MATERIAL FOR THIS TASK
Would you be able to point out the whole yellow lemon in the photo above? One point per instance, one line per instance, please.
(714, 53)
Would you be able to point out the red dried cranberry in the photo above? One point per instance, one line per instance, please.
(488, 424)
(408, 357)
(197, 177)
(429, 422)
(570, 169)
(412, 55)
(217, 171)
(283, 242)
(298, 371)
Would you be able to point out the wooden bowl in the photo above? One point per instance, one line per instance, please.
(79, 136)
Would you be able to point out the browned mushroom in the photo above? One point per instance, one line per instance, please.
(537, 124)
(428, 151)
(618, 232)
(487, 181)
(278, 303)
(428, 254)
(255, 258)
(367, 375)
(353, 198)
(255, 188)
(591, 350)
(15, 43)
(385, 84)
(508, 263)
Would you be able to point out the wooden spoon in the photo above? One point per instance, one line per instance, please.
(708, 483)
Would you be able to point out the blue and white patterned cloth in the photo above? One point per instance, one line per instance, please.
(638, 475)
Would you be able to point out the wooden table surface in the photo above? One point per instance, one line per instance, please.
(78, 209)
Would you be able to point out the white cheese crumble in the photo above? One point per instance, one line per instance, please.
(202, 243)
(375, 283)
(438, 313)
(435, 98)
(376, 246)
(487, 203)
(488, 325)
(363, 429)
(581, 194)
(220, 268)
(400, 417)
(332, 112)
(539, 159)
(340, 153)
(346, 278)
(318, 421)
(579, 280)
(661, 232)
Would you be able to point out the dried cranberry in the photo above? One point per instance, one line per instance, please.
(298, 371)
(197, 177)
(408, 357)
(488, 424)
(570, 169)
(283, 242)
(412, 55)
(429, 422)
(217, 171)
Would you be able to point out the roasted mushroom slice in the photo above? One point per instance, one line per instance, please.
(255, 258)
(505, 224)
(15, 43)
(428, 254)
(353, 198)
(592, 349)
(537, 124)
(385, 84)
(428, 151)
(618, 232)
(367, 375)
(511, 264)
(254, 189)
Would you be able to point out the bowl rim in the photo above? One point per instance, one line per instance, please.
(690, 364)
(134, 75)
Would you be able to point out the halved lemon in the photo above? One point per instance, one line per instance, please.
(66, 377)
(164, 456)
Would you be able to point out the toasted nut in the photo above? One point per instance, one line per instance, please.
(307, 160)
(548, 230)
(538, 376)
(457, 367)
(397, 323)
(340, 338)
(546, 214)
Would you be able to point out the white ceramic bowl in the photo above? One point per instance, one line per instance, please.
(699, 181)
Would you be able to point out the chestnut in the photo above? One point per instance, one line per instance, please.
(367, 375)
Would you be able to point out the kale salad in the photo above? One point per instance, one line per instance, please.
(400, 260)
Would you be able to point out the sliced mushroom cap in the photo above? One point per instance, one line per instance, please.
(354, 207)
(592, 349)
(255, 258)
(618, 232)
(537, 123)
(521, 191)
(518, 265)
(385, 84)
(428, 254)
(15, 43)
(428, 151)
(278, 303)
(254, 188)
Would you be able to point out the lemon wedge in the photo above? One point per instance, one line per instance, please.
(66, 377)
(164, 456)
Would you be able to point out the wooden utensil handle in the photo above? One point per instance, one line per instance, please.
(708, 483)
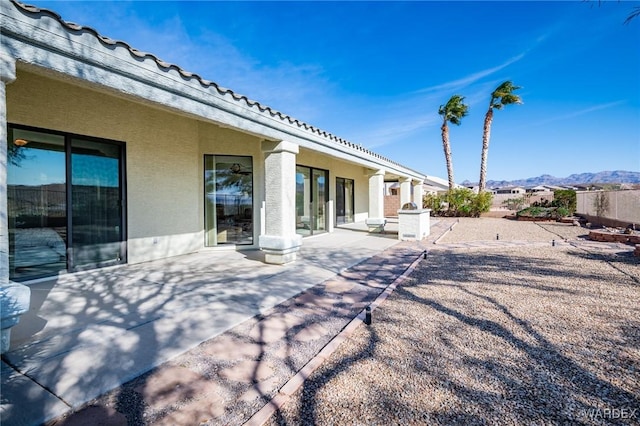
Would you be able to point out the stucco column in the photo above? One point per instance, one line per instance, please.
(376, 199)
(418, 193)
(405, 191)
(280, 241)
(14, 298)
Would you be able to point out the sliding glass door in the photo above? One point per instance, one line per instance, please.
(65, 203)
(228, 200)
(312, 195)
(96, 207)
(344, 201)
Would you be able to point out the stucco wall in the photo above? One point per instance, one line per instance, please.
(164, 158)
(338, 168)
(164, 214)
(615, 207)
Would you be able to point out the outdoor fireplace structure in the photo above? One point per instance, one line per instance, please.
(110, 155)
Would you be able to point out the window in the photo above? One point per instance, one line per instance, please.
(344, 201)
(312, 195)
(65, 197)
(228, 182)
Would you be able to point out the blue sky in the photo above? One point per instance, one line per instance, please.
(375, 73)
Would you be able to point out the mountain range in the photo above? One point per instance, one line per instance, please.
(617, 176)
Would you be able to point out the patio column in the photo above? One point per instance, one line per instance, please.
(14, 298)
(376, 199)
(405, 191)
(280, 241)
(418, 193)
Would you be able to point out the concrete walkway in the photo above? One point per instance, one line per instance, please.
(91, 332)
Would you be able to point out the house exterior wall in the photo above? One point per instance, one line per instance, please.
(343, 169)
(164, 157)
(391, 205)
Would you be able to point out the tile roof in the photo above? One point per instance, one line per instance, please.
(166, 66)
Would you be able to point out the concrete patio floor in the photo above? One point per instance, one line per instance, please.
(89, 332)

DIRECTIVE
Return all of the data exactly as written, and drop the pictures.

EXPECTED OUTPUT
Would you be able to point out the whole yellow lemon in the photo above? One point per instance, one line per instance, please.
(714, 53)
Would you be able to point out the red dried cranberry in the photo above? One point per instance, one line per instance, please.
(488, 424)
(408, 357)
(197, 177)
(429, 422)
(570, 169)
(412, 55)
(217, 171)
(283, 242)
(298, 371)
Would you be able to point out the wooden bowl in the photo above? One point per instance, one line per instance, please.
(79, 136)
Would you be able to point out the browned mushroom in the photo above? One point per instance, one line per instance, please.
(537, 124)
(428, 151)
(618, 232)
(487, 181)
(278, 303)
(428, 254)
(255, 258)
(367, 375)
(353, 198)
(255, 188)
(591, 350)
(15, 43)
(385, 84)
(508, 263)
Would you be able to point out the wooden spoon in the photo above? One point per instance, one line per instance, please.
(708, 483)
Would you be able to point out the blue and white patterned cloth in the photo above? One point per instance, one line per instance, please.
(638, 475)
Would you be able to point out the wooden table surface in the photo above? One point per instance, one line per instance, please.
(78, 209)
Would you be able to point out the white cheese crumble in the photo above? One point per instance, one line per instance, please.
(202, 243)
(375, 283)
(438, 313)
(435, 98)
(376, 246)
(487, 203)
(488, 325)
(363, 429)
(581, 194)
(220, 268)
(400, 417)
(332, 112)
(539, 159)
(340, 153)
(346, 278)
(318, 421)
(579, 280)
(661, 232)
Would you be able to point out the dried cranberry in the photo above? One point per instance, one line per instance, please.
(298, 371)
(197, 177)
(408, 357)
(488, 424)
(570, 169)
(283, 242)
(412, 55)
(429, 422)
(217, 171)
Would you be able to point out the roasted mushroom slice in the photo above? One point per instance, one line per instance, please.
(255, 258)
(505, 224)
(15, 43)
(428, 254)
(353, 198)
(592, 349)
(537, 124)
(385, 84)
(428, 151)
(618, 232)
(367, 375)
(511, 264)
(254, 189)
Would you be able to point out the bowl rim in the photo above? One point per instance, one line per instance, please.
(690, 364)
(134, 75)
Would you be able to point out the halved lemon in the photo above? One point per instance, one line per instance, please.
(66, 377)
(164, 456)
Would you be able to point out the toasted nut in the photo above? One point per instance, one line per instance, please.
(307, 160)
(548, 230)
(538, 376)
(457, 367)
(397, 323)
(340, 338)
(546, 214)
Would you be able to point out the white ceramic bowl in the photo above? One point per instance, one line per instance, please.
(699, 181)
Would you be able to point out the chestnut in the photo above? One point per instance, one line per instance, please.
(367, 375)
Would you be able to point out the kale salad in the photo above? One point per instance, one line per instance, please.
(400, 260)
Would you be able to point out the sliced mushroom cap in the photo above? One point per instance, one line per instance, please.
(354, 207)
(592, 349)
(255, 258)
(618, 232)
(537, 123)
(521, 191)
(518, 265)
(385, 84)
(428, 254)
(15, 43)
(428, 151)
(278, 303)
(254, 188)
Would you be able to point out the lemon wedge in the photo above? One point per instance, one line per instance, please.
(66, 377)
(164, 456)
Would you be able to point out the wooden utensil handle in the photo above? One point per instance, one line per instance, please.
(708, 483)
Would you be able to point out the stucco column in the photo above? One point per instance, one line per instance, please.
(376, 199)
(418, 193)
(405, 191)
(280, 241)
(14, 298)
Would you be able to point out the sliding glass door in the photo above? One point per instance, one line per instance, please.
(65, 203)
(228, 200)
(312, 195)
(96, 207)
(344, 201)
Would you be able to point out the stucco wall in the photo above? One point per instance, one line per instance, please.
(164, 158)
(338, 168)
(164, 214)
(615, 207)
Would you be able to point out the outdoor fireplace structure in the photo above? One point per instance, one line per instance, please.
(110, 155)
Would you be able to point out the window in the photo above? One point per instance, one line per instance, please.
(344, 201)
(312, 195)
(65, 197)
(228, 182)
Would you be able to point out the blue sky in the photo above? One point per instance, one line per instance, please.
(375, 73)
Would you be able to point out the mountain range in the photo above? One point per instance, one line per instance, please.
(617, 176)
Would you be able to point out the patio column in the photo above? One point per instance, one line per instance, please.
(14, 298)
(376, 199)
(405, 191)
(280, 241)
(418, 193)
Would you be able to point out the concrete walkway in the photo above? One point per instance, one line per instance, please.
(91, 332)
Would you be able to point out the house exterior wall in the photo above? One point per instance, one line per instance, please.
(343, 169)
(164, 157)
(391, 205)
Would you be able to point out the tile roof in the photo above? One point per instance, one line per instance, please.
(166, 66)
Would you be able to point out the concrete patio floor in the photo above? One point per instance, one line per instance, please.
(89, 332)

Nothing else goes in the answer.